Dîner au château de Beaune avec des vins de Bouchard du 19ème sièclevendredi, 17 novembre 2006

Nous nous rendons au château de Beaune où l’apéritif nous permet d’évoquer nos impressions sur les vins de 2005 que nous avons goûtés à la cuverie. Nous goûtons un champagne Henriot Cuvée des Enchanteleurs en magnum 1988. Ce champagne a une personnalité imprégnante. Vineux, typé, il passe en force. C’est un très grand champagne envoûtant. Serena Sutcliffe avec qui je bavarde me confirme l’impression d’un saut qualitatif majeur de la maison Bouchard Père & Fils avec cette nouvelle cuverie.

Nous passons à table dans l’orangerie et Stéphane Follin Arbelet présente les salutations de Joseph Henriot, triste de ne pas célébrer avec nous ce symbolique 275ème anniversaire. Le menu est très raffiné : émulsion de potimarron aux truffes / terrine de foie gras de canard légèrement fumé au pain d’épices / bar de ligne rôti aux fruits secs et au beurre citronné / suprême de volaille aux morilles, riz sauvage et petits légumes / noisette de chevreuil, superposé de pomme Golden à la crème de céleri / Comté et fromage de Citeaux, pain aux noix / manon aux poires, coulis de framboise.

Le Chevalier Montrachet en magnum Bouchard Père & Fils 1992 a un nez très beurré. En bouche, le beurré est très clair. Il y a une astringence minérale qui me gêne un peu, qui sera confirmée sur un deuxième magnum. Je suis troublé par la combinaison du citron vert et du crémeux. Cela limitera un peu mon plaisir. C’est peut-être une phase actuelle de ce vin que j’ai connu plus rond.

Une série d'enregistrements
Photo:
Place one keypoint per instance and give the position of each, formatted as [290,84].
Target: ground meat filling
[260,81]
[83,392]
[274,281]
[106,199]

→ **ÉNONCÉ**
D'après le récit du dîner au château de Beaune, dans quelle pièce les convives passent-ils à table ? Ces enregistrements proviennent d'une autre source que le texte.

→ **BONNE RÉPONSE**
Ils passent à table dans l'orangerie.